What is needed | Search the listing for the word "below". Copy every line where it is found.

§ §

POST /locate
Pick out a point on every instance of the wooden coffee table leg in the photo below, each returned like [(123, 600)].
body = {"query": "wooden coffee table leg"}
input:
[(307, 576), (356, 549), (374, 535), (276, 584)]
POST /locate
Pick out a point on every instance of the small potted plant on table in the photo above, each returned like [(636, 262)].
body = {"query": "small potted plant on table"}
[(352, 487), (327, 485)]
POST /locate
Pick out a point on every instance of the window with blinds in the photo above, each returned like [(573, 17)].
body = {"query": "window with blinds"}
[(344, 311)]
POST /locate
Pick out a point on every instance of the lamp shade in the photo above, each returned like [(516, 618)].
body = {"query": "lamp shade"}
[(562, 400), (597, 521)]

§ §

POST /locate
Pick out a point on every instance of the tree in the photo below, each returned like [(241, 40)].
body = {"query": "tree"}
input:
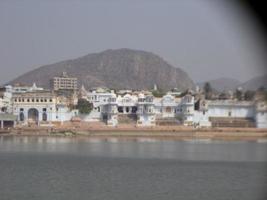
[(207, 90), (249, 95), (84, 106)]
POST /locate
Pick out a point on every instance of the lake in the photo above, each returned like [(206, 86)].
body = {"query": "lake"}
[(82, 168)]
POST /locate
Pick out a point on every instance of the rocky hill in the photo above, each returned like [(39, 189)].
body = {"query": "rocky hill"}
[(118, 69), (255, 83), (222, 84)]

§ §

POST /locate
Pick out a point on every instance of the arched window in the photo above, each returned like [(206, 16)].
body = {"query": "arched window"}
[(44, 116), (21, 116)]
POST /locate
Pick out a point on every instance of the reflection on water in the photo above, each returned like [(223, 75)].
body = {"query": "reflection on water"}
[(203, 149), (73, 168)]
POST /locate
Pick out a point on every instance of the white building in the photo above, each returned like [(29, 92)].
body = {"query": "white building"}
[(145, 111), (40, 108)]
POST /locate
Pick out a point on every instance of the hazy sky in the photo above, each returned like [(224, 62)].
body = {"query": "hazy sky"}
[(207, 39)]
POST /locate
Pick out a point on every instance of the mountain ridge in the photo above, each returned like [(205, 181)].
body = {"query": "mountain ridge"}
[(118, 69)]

§ §

Your solution |
Pick out a point on every instance of the wooden coffee table leg in the photo below, each returned like [(123, 600)].
Pick out a point on every instance of the tree in the photo below, each returned like [(241, 40)].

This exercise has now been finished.